- [What you need to do]
Will you transcribe the entries that follow, exactly and in full?

- [Position identification records]
# # # #

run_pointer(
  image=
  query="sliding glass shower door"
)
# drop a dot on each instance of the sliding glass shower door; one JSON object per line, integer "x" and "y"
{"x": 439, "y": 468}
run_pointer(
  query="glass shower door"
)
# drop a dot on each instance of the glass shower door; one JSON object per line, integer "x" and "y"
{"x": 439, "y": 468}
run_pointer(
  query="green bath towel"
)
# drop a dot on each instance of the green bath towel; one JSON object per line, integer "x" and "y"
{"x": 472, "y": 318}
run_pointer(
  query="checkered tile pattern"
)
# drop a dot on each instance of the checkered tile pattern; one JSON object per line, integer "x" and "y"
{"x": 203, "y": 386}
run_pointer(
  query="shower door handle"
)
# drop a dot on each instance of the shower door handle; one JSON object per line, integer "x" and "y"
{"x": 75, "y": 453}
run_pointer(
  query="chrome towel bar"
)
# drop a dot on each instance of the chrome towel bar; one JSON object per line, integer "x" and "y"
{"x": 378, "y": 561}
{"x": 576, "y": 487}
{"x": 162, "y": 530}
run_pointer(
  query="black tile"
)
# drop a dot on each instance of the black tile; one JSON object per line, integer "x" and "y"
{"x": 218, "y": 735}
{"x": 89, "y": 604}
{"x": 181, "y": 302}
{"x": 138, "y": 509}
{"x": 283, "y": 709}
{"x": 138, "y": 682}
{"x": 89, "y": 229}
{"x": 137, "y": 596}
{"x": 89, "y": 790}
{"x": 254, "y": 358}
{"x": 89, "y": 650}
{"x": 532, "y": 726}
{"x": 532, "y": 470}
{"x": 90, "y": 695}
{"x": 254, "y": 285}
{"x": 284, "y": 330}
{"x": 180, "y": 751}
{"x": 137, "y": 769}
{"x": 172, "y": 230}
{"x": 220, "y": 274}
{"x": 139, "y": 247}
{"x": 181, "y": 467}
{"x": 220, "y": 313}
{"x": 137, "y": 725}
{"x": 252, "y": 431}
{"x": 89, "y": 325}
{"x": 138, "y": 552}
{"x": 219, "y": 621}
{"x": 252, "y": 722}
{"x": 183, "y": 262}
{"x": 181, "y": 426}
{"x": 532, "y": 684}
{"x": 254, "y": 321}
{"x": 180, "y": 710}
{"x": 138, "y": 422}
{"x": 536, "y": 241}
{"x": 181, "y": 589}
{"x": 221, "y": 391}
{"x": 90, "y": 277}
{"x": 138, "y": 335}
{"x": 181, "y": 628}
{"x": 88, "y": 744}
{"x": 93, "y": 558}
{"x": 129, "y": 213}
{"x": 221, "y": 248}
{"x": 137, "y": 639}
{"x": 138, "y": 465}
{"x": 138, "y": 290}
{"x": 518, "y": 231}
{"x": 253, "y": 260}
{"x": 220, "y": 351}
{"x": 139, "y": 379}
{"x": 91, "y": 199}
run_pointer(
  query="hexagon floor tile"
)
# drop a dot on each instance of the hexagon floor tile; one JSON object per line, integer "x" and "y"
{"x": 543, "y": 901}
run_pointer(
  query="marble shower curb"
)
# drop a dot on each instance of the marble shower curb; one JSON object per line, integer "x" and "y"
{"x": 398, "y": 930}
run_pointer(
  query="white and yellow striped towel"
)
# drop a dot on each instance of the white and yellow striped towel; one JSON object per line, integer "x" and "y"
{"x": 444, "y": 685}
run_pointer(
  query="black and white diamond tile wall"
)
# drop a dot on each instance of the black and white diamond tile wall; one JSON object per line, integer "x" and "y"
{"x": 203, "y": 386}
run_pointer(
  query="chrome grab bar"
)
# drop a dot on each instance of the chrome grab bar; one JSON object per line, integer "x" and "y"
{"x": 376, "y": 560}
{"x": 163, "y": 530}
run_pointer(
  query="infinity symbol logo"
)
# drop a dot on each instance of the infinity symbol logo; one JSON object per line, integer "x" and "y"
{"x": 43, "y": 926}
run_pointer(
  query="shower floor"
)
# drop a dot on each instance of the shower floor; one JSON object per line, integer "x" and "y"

# # # #

- [Response]
run_pointer(
  image=
  query="sliding glass shower door"
)
# drop a dot on each instance of the sliding glass shower door; one JSON object per line, integer "x" and "y"
{"x": 439, "y": 468}
run_pointer(
  query="glass shower door"
)
# drop a dot on each instance of the glass shower door; one JSON object per line, integer "x" and "y"
{"x": 439, "y": 468}
run_pointer(
  query="green bath towel"
)
# drop a dot on each instance of the green bath towel; one JSON object per line, integer "x" and "y"
{"x": 472, "y": 318}
run_pointer(
  query="checkered tile pattern"
)
# drop a dot on each instance of the checkered tile pattern; one JSON object per line, integer "x" and "y"
{"x": 203, "y": 386}
run_pointer(
  query="shower door handle"
)
# drop a dot on each instance of the shower door handle; one JSON object per line, integer "x" and "y"
{"x": 75, "y": 453}
run_pointer(
  query="chrome towel bar"
)
# drop a dot on each instance of the chrome towel bar; one JSON object per line, integer "x" and "y"
{"x": 378, "y": 561}
{"x": 576, "y": 487}
{"x": 162, "y": 530}
run_pointer(
  query="black tile"
)
# drop a dot on each instance of the black tile; one JSON object per line, integer "x" and "y"
{"x": 218, "y": 735}
{"x": 89, "y": 604}
{"x": 181, "y": 302}
{"x": 138, "y": 509}
{"x": 283, "y": 709}
{"x": 138, "y": 682}
{"x": 89, "y": 229}
{"x": 137, "y": 596}
{"x": 89, "y": 790}
{"x": 254, "y": 358}
{"x": 89, "y": 650}
{"x": 532, "y": 726}
{"x": 532, "y": 470}
{"x": 90, "y": 695}
{"x": 254, "y": 285}
{"x": 284, "y": 330}
{"x": 180, "y": 751}
{"x": 137, "y": 769}
{"x": 172, "y": 230}
{"x": 220, "y": 274}
{"x": 139, "y": 247}
{"x": 181, "y": 467}
{"x": 220, "y": 313}
{"x": 137, "y": 725}
{"x": 252, "y": 431}
{"x": 89, "y": 325}
{"x": 138, "y": 552}
{"x": 219, "y": 621}
{"x": 252, "y": 722}
{"x": 183, "y": 262}
{"x": 181, "y": 426}
{"x": 532, "y": 684}
{"x": 254, "y": 321}
{"x": 180, "y": 710}
{"x": 138, "y": 422}
{"x": 536, "y": 241}
{"x": 181, "y": 589}
{"x": 221, "y": 391}
{"x": 90, "y": 277}
{"x": 138, "y": 335}
{"x": 181, "y": 628}
{"x": 88, "y": 744}
{"x": 93, "y": 558}
{"x": 129, "y": 213}
{"x": 221, "y": 248}
{"x": 137, "y": 639}
{"x": 138, "y": 465}
{"x": 138, "y": 290}
{"x": 518, "y": 231}
{"x": 253, "y": 260}
{"x": 220, "y": 351}
{"x": 139, "y": 379}
{"x": 91, "y": 199}
run_pointer(
  query="hexagon floor tile"
)
# drop a dot on each instance of the hexagon floor tile; one JSON object per line, integer "x" and "y"
{"x": 543, "y": 901}
run_pointer(
  query="marble shower curb"
)
# drop a dot on each instance of the marble shower curb; one JSON object per line, integer "x" and "y"
{"x": 398, "y": 930}
run_pointer(
  query="white and yellow striped towel"
)
# drop a dot on each instance of the white and yellow striped towel; one JSON object per line, integer "x" and "y"
{"x": 444, "y": 685}
run_pointer(
  query="black and white diamond tile wall"
)
# drop a dot on each instance of the black and white diamond tile wall; one JSON object per line, integer "x" and "y"
{"x": 203, "y": 386}
run_pointer(
  query="chrome grab bar"
)
# drop a dot on each instance of the chrome grab bar; one JSON object per line, integer "x" and "y"
{"x": 376, "y": 560}
{"x": 163, "y": 530}
run_pointer(
  query="infinity symbol logo"
)
# drop a dot on each instance of the infinity symbol logo; one JSON object per line, integer "x" and "y"
{"x": 43, "y": 926}
run_pointer(
  query="shower floor"
)
# drop a dot on each instance of the shower floor; one JSON object per line, integer "x" and "y"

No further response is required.